## [Your instructions]
Reproduce all of the material below word for word, without changing a single line.
══════════════════════════════
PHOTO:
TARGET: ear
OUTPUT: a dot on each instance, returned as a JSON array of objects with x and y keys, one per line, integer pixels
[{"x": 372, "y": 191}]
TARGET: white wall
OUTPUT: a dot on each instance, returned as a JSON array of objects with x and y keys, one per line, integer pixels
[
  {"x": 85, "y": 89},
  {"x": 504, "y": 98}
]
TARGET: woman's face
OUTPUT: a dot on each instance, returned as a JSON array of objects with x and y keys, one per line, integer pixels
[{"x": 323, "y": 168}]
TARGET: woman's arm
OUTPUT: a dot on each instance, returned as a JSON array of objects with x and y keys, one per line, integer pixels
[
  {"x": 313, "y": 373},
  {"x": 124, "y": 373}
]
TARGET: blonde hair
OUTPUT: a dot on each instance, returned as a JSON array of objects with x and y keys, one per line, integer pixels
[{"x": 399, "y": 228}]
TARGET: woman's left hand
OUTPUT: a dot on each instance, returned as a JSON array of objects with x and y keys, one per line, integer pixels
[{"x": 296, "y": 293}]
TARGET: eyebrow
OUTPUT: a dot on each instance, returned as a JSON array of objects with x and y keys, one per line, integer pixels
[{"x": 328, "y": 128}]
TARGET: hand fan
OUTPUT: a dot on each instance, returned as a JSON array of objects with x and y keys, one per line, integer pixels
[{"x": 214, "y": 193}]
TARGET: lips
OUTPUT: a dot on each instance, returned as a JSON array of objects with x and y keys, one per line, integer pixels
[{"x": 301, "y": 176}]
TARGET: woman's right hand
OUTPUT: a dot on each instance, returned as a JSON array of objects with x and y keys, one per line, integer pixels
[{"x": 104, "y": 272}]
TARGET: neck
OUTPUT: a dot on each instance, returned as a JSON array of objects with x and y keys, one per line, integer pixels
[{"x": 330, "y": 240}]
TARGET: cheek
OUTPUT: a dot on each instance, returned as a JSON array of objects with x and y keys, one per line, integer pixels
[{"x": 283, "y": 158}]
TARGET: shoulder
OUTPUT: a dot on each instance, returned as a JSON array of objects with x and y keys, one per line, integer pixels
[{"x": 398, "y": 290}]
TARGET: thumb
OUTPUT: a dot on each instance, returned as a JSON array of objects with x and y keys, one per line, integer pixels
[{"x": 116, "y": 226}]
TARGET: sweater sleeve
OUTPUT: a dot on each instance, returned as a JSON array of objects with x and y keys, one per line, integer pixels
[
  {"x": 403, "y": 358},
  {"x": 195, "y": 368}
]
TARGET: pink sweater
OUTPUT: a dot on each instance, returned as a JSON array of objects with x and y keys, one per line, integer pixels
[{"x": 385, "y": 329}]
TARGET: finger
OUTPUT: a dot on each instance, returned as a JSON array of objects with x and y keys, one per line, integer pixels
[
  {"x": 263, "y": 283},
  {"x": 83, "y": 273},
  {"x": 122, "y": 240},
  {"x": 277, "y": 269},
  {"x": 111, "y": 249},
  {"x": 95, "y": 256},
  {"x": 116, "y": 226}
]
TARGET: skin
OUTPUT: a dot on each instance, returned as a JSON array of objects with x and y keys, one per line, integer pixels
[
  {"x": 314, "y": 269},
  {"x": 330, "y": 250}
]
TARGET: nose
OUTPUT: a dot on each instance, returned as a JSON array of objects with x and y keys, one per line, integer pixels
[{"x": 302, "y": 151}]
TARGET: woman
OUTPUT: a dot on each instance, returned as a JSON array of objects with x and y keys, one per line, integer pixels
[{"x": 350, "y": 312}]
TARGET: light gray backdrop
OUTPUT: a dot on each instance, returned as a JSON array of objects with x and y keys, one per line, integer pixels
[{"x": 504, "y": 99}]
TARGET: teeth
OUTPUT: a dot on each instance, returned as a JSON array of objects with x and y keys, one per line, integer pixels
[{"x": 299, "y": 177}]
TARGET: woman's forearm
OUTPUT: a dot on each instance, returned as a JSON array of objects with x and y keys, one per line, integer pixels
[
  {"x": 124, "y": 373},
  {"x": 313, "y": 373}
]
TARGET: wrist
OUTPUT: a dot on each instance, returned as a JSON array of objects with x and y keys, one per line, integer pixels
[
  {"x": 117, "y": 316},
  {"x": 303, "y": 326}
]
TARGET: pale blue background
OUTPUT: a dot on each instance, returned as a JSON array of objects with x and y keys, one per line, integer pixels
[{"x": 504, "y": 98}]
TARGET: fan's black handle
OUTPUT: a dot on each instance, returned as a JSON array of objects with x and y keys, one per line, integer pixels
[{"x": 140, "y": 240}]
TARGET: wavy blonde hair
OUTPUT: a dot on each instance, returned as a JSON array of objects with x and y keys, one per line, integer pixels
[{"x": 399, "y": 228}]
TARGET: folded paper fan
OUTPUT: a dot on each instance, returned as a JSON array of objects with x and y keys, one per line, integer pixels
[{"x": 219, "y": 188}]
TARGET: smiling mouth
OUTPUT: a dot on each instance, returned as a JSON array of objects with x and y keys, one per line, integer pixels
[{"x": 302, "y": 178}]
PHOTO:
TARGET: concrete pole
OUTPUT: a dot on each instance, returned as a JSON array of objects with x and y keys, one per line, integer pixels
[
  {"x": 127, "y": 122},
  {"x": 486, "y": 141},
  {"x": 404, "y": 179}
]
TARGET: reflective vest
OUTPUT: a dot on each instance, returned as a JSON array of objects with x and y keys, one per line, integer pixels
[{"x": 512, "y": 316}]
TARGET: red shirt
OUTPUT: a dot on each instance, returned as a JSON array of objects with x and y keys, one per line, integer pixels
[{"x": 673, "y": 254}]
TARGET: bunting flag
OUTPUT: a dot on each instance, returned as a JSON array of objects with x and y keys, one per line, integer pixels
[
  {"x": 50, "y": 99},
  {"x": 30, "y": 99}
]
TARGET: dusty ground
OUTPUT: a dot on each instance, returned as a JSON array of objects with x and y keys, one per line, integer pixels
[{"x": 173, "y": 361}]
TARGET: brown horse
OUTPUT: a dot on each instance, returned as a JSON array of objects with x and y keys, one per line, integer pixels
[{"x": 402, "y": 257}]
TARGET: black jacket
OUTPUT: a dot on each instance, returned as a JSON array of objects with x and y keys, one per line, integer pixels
══════════════════════════════
## [Written answer]
PHOTO:
TARGET: ear
OUTPUT: a dot on each instance, returned as a JSON array of objects with x and y keys, one per line, integer pixels
[{"x": 372, "y": 191}]
TARGET: white wall
OUTPUT: a dot on each instance, returned as a JSON array of objects with x and y keys, one per line, integer pixels
[
  {"x": 85, "y": 89},
  {"x": 504, "y": 98}
]
TARGET: woman's face
OUTPUT: a dot on each instance, returned as a JSON array of objects with x and y keys, one per line, integer pixels
[{"x": 323, "y": 168}]
TARGET: woman's arm
OUTPUT: a dot on each instance, returned as a JSON array of objects with x and y keys, one per line, integer pixels
[
  {"x": 313, "y": 373},
  {"x": 124, "y": 373}
]
TARGET: blonde hair
OUTPUT: a dot on each instance, returned as a JSON array of objects with x and y keys, one per line, integer pixels
[{"x": 399, "y": 228}]
TARGET: woman's left hand
OUTPUT: a dot on each instance, returned as a JSON array of objects with x and y keys, one per line, integer pixels
[{"x": 296, "y": 293}]
TARGET: eyebrow
OUTPUT: a dot on each instance, returned as a JSON array of objects with x and y keys, one per line, integer pixels
[{"x": 328, "y": 128}]
TARGET: hand fan
OUTPUT: a dot on each instance, returned as a JSON array of objects with x and y keys, one per line, integer pixels
[{"x": 214, "y": 193}]
TARGET: lips
OUTPUT: a dot on each instance, returned as a JSON array of objects with x and y keys, one per line, integer pixels
[{"x": 301, "y": 176}]
TARGET: woman's right hand
OUTPUT: a dot on each instance, returned as a JSON array of objects with x and y keys, one per line, integer pixels
[{"x": 104, "y": 272}]
TARGET: neck
OUTPUT: a dot on each instance, returned as a JSON array of objects with x and y keys, one per line, integer pixels
[{"x": 330, "y": 240}]
TARGET: cheek
OUTPUT: a dot on each instance, returned as a JSON array of objects with x and y keys, one per line, integer pixels
[{"x": 283, "y": 158}]
TARGET: shoulder
OUTPUT: a dot on each instance, returned as a JSON array of objects with x and y keys, one per line, integer pixels
[{"x": 398, "y": 290}]
TARGET: thumb
OUTPUT: a dot on each instance, returned as a JSON array of objects with x and y keys, one per line, integer pixels
[{"x": 116, "y": 226}]
TARGET: sweater sleeve
OUTPUT: a dot on each instance, returned as a JSON array of objects with x and y keys, one per line, integer pixels
[
  {"x": 403, "y": 358},
  {"x": 195, "y": 368}
]
TARGET: pink sweater
OUTPUT: a dot on each instance, returned as a JSON array of objects with x and y keys, one per line, integer pixels
[{"x": 385, "y": 329}]
TARGET: finger
OUTPUT: a dot on each instance, returned as a JSON array of objects with x and y keys, one per line, integer pixels
[
  {"x": 263, "y": 283},
  {"x": 83, "y": 273},
  {"x": 122, "y": 240},
  {"x": 277, "y": 269},
  {"x": 111, "y": 249},
  {"x": 95, "y": 256},
  {"x": 116, "y": 226}
]
TARGET: skin
OUTPUT: a dot on each instance, returned as a JSON array of objects with x and y keys, one per line, integer pixels
[
  {"x": 314, "y": 269},
  {"x": 330, "y": 250}
]
TARGET: nose
OUTPUT: a dot on each instance, returned as a JSON array of objects with x and y keys, one per line, integer pixels
[{"x": 302, "y": 151}]
TARGET: woman
OUTPUT: a dot on each instance, returned as a JSON array of objects with x and y keys, one per line, integer pixels
[{"x": 350, "y": 312}]
TARGET: light gray backdrop
OUTPUT: a dot on each instance, returned as a JSON array of objects with x and y keys, one per line, integer pixels
[{"x": 504, "y": 99}]
TARGET: teeth
OUTPUT: a dot on each instance, returned as a JSON array of objects with x and y keys, one per line, integer pixels
[{"x": 299, "y": 177}]
TARGET: woman's forearm
OUTPUT: a dot on each instance, returned as a JSON array of objects with x and y keys, one per line, integer pixels
[
  {"x": 124, "y": 373},
  {"x": 313, "y": 373}
]
TARGET: wrist
OUTPUT: a dot on each instance, returned as a JSON array of objects with x and y keys, one per line, integer pixels
[
  {"x": 117, "y": 316},
  {"x": 303, "y": 326}
]
TARGET: pale blue background
OUTPUT: a dot on each instance, returned as a JSON array of objects with x and y keys, one per line, integer pixels
[{"x": 504, "y": 98}]
TARGET: fan's black handle
OUTPUT: a dot on each instance, returned as a JSON array of objects with x and y keys, one per line, integer pixels
[{"x": 140, "y": 240}]
TARGET: wavy blonde hair
OUTPUT: a dot on each instance, returned as a JSON array of objects with x and y keys, one per line, integer pixels
[{"x": 399, "y": 228}]
TARGET: folded paper fan
OUTPUT: a dot on each instance, returned as a JSON array of objects with x and y keys, one per line, integer pixels
[{"x": 219, "y": 188}]
TARGET: smiling mouth
OUTPUT: a dot on each instance, returned as a JSON array of objects with x and y keys, one per line, integer pixels
[{"x": 302, "y": 178}]
PHOTO:
TARGET: concrete pole
OUTPUT: a dot on each instance, returned as a JSON array of objects with x and y keys, one per line, integer pixels
[
  {"x": 127, "y": 122},
  {"x": 486, "y": 141},
  {"x": 404, "y": 179}
]
TARGET: reflective vest
OUTPUT: a dot on each instance, returned as a JSON array of objects with x and y keys, one per line, integer pixels
[{"x": 512, "y": 316}]
TARGET: red shirt
OUTPUT: a dot on each instance, returned as a JSON array of objects with x and y keys, one per line, integer pixels
[{"x": 673, "y": 254}]
TARGET: bunting flag
OUTPUT: a dot on each instance, returned as a JSON array of objects with x and y keys, one per line, integer pixels
[
  {"x": 50, "y": 99},
  {"x": 30, "y": 99}
]
TARGET: dusty ground
OUTPUT: a dot on each instance, returned as a JSON array of objects with x and y keys, one per line, integer pixels
[{"x": 173, "y": 361}]
TARGET: brown horse
OUTPUT: a dot on each instance, returned as a JSON array of objects with x and y keys, one per line, integer pixels
[{"x": 402, "y": 257}]
TARGET: black jacket
OUTPUT: a dot on each instance, returned as a JSON array of objects with x and y keys, one per line, integer pixels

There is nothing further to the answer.